# Extract
━━━━━━━━━━━━━━━━━━━━
Edit: Found some motorcycle spoke covers with 6mm ID. They're slit along the axis, so you could just pop in the circle PCBs and maybe heat shrink for stability.

Another edit: And here are some heavy duty black straws. These might need to be sawed, but the ID looks to be around 6mm. Here's the same diameter in thinner material.


----------



## ADAOCE (May 1, 2020)

I only have 3mm clear green leds. Will those work if I orient the tip toward the face of the ldr? Otherwise lol just use the diffuse 5mm greens I have


----------



## Chuck D. Bones (May 4, 2020)

If only it were so simple!

I'm in the process of building the Delegate.  I have a pile of LEDs and LDRs, so I set up a little test station to figure out which LDRs and LEDs work the best.  If you have a protoboard and a handful of parts, you can do the same.  In its simplest incarnation, all you need is a pot and a resistor to set the LED current and an ohmmeter to monitor the LDR resistance.  Different circuit needs the LDR resistance to cover different ranges, so it helps to know the LDR's performance requirements.  In the Tso, the LDRs are in parallel with the 100K SUSTAIN pot.  As long as their dark resistance is at least 3x larger than the SUSTAIN pot, that's sufficient.  Because the LDRs are in parallel, each one should be at least 6x the SUSTAIN pot.  At the other end of the range, the LDRs need to get down to 10K or below.  The LED current in the Tso ranges from zero to about 4.5mA.

In addition to measuring light and dark resistance, I wanted to measure response time, because LDRs go from low resistance to high resistance fairly slowly.  For that, I used the function generator and scope functions in my LabNation USB scope and an opamp to drive the LED.  Here's shots of the test station and the LDR performance.  The green trace is LED current, 1V = 1mA.  The blue trace is LDR voltage.  The LDR makes a voltage divider with a 100K resistor and the 9.3VDC power supply.  I got the best performance using a frosted blue LED.  Ble may not be the best color for LDRs, but because it was bright and diffuse it worked very well.  I tried a yellow LED with a high MCD rating, but because the light was focused in a narrow beam it was useless at a right angle and even straight on, it only illuminated part of the LDR.  I also tried some green LEDs, but they were nowhere as bright as the blue LED seen in the pic below, even at twice the current.  I also tried some while LEDs.  They worked, but were not diffuse.  In the scope plot, the LDR resistance varies from just under 2K with 1.42mA LED current to about 450K with the LED current at zero.  I had a cardboard box over the test station to keep out stray light, but some still leaked in.  In total darkenss, that LDR is over 2Meg.  The time for the resistance to get from 2K to 200K is about 125ms.  The slow response is what makes LDRs suitable for pedal applications like phasers, VCFs and compressors, but in the case of compressors, we don't want them to be too slow.  This one should work well in the Delegate.


----------



## Alan W (Aug 8, 2022)

Chuck—just brilliant! I'm sorting trough 50 LDRs to try and match two sets of 6 as closely as possible—and have everything worked out in terms of tracking the resistances, but couldn't decide the best way to measure transition speed (with a gut sense that this was maybe the more critical parameter, and definitely so in your optical compressor scenario). And I can just compare print outs, rather than making lists of tiny numbers on a strip of masking tape.


----------
━━━━━━━━━━━━━━━━━━━━
# Dataset content

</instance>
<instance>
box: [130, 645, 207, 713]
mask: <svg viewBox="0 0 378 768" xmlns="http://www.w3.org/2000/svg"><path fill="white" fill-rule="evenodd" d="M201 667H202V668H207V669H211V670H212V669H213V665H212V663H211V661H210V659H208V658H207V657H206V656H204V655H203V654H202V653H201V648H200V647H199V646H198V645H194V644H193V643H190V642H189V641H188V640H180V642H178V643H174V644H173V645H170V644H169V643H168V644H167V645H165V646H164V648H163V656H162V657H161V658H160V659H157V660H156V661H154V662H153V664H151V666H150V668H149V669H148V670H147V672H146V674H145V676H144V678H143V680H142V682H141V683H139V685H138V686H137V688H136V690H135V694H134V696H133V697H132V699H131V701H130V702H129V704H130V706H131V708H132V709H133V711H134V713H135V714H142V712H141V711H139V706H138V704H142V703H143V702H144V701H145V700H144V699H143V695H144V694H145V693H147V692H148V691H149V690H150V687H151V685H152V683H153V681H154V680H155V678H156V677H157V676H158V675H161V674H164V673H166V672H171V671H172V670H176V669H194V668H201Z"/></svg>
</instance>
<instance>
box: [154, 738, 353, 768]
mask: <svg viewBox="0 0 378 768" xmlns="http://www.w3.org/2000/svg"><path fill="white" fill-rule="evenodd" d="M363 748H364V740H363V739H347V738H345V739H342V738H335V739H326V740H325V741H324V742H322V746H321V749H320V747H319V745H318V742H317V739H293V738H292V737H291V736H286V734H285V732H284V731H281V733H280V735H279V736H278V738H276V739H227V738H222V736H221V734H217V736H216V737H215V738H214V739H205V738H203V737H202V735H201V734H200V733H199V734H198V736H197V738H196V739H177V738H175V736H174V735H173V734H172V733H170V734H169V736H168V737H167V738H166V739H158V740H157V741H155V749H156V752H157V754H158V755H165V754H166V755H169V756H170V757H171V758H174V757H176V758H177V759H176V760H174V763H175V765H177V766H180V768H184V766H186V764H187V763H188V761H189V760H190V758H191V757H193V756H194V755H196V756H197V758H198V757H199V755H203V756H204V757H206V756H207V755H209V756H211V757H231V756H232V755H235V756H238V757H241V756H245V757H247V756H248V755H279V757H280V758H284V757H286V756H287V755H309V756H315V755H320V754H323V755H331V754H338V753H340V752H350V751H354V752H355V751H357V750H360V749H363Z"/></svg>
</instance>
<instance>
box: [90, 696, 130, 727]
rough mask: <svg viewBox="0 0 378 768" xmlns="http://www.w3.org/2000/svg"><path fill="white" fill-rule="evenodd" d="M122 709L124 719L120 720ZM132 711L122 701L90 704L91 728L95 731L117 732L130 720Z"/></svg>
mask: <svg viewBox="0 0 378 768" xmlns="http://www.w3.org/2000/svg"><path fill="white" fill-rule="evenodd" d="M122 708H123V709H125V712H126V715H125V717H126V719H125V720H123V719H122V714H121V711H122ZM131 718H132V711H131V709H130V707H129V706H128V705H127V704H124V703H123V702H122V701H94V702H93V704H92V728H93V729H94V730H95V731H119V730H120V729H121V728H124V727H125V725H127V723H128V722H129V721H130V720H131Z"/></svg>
━━━━━━━━━━━━━━━━━━━━
# Prompt 1
Answer these questions from the LDR thread, one per line:
(a) What inner diameter do the motorcycle spoke covers have?
(b) Over what range does the LED current in the Tso vary?
(c) About how long does the LDR take to go from 2K to 200K?
# Prompt 2
According to the LDR thread, why was the yellow LED with a high MCD rating useless in the test station? Answer in one to three sentences.
# Prompt 3
Edit the LDR thread: write out the stretch from "## ADAOCE (May" through "were so simple!" again, putting "frosted blue" in place of "clear green".

# Exercise answer 1
(a) 6mm
(b) From zero to about 4.5mA
(c) About 125ms

# Exercise answer 2
Its light was focused in a narrow beam. At a right angle it was useless, and even pointed straight at the LDR it lit only part of it.

# Exercise answer 3
## ADAOCE (May 1, 2020)

I only have 3mm frosted blue leds. Will those work if I orient the tip toward the face of the ldr? Otherwise lol just use the diffuse 5mm greens I have


----------



## Chuck D. Bones (May 4, 2020)

If only it were so simple!